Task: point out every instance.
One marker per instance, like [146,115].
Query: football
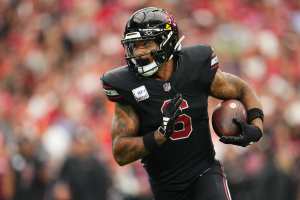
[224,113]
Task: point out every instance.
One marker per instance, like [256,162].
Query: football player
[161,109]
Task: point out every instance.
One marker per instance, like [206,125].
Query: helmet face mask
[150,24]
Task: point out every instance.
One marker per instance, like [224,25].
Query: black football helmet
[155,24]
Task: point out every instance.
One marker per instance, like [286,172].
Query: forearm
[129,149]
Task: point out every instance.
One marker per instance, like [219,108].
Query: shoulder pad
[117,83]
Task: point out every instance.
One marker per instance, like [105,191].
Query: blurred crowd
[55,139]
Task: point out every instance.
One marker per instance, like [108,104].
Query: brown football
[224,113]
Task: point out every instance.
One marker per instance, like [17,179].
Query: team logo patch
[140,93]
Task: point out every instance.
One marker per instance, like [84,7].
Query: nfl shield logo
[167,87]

──────────

*HOW TO COMPLETE THIS TASK*:
Starting at the line that contains "One marker per instance, like [256,162].", reproduce each line through the end of the records exactly, both ends included.

*RESPONSE TO THIS TASK*:
One marker per instance, like [256,162].
Query: football player
[161,109]
Task: point out every instance.
One marker per instance, like [206,125].
Query: helmet face mask
[150,24]
Task: point out every instance.
One marker per instance, like [224,25].
Query: black football helmet
[155,24]
Task: point out every instance.
One marker per instance, like [286,172].
Query: forearm
[129,149]
Task: point out every instance.
One marker per instance, like [219,108].
Query: shoulder pad
[117,83]
Task: point out every instance.
One marker per instance, like [105,191].
Query: blurred crowd
[55,139]
Task: point out every instance.
One marker per instance, like [108,104].
Query: brown football
[224,113]
Task: point out every instance.
One marker per instance, like [17,179].
Query: team logo patch
[140,93]
Task: point out every instance.
One marker per instance, like [84,7].
Query: nfl shield logo
[167,87]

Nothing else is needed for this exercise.